Extract each line from the items below that contains the word "smiling".
— start —
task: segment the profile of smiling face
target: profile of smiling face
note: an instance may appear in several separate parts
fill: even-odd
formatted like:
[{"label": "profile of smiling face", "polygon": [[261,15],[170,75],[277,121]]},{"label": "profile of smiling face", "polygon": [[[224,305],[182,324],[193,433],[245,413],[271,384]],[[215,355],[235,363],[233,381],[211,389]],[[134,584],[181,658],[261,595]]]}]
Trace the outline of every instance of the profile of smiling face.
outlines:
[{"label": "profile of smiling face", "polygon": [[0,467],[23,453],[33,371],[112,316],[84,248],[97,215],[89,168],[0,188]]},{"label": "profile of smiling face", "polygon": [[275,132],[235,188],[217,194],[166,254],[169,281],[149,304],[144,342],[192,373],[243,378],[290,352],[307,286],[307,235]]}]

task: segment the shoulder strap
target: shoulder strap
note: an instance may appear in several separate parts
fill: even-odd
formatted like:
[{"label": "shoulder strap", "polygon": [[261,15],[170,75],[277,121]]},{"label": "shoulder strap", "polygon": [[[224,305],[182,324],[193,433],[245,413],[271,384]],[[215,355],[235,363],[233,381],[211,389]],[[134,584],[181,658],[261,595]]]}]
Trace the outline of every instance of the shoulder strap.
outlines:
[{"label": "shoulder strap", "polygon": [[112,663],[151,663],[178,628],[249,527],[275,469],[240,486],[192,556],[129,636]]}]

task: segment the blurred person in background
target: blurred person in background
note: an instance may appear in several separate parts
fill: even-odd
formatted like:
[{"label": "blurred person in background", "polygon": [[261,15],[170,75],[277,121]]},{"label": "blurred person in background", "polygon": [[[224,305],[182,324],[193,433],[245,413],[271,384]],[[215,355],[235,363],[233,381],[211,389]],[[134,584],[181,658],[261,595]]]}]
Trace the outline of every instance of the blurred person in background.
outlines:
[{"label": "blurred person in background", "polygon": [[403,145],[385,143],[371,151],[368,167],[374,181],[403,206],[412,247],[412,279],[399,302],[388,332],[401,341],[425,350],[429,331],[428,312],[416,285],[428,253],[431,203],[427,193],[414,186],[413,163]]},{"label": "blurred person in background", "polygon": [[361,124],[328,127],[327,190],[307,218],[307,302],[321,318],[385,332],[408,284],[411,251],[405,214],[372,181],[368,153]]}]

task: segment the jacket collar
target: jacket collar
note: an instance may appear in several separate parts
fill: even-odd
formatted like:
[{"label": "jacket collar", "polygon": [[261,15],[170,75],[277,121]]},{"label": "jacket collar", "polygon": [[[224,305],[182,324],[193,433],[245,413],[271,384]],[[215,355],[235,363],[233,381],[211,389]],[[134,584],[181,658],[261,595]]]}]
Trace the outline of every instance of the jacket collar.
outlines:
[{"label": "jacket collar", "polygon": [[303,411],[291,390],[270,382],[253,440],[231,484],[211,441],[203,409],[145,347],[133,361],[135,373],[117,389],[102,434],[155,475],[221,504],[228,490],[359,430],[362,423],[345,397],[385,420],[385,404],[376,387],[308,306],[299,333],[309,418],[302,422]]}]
— end —
Completed task
task: segment the profile of smiling face
target: profile of smiling face
[{"label": "profile of smiling face", "polygon": [[261,15],[170,75],[277,121]]},{"label": "profile of smiling face", "polygon": [[[224,305],[182,324],[193,433],[245,413],[271,384]],[[215,355],[235,363],[233,381],[211,389]],[[134,584],[181,658],[261,595]]]}]
Trace the outline of every instance of the profile of smiling face.
[{"label": "profile of smiling face", "polygon": [[0,467],[23,453],[33,371],[112,316],[84,248],[97,215],[89,168],[0,188]]},{"label": "profile of smiling face", "polygon": [[275,132],[235,188],[217,194],[166,254],[169,281],[149,304],[144,342],[192,373],[243,378],[290,352],[307,286],[307,235]]}]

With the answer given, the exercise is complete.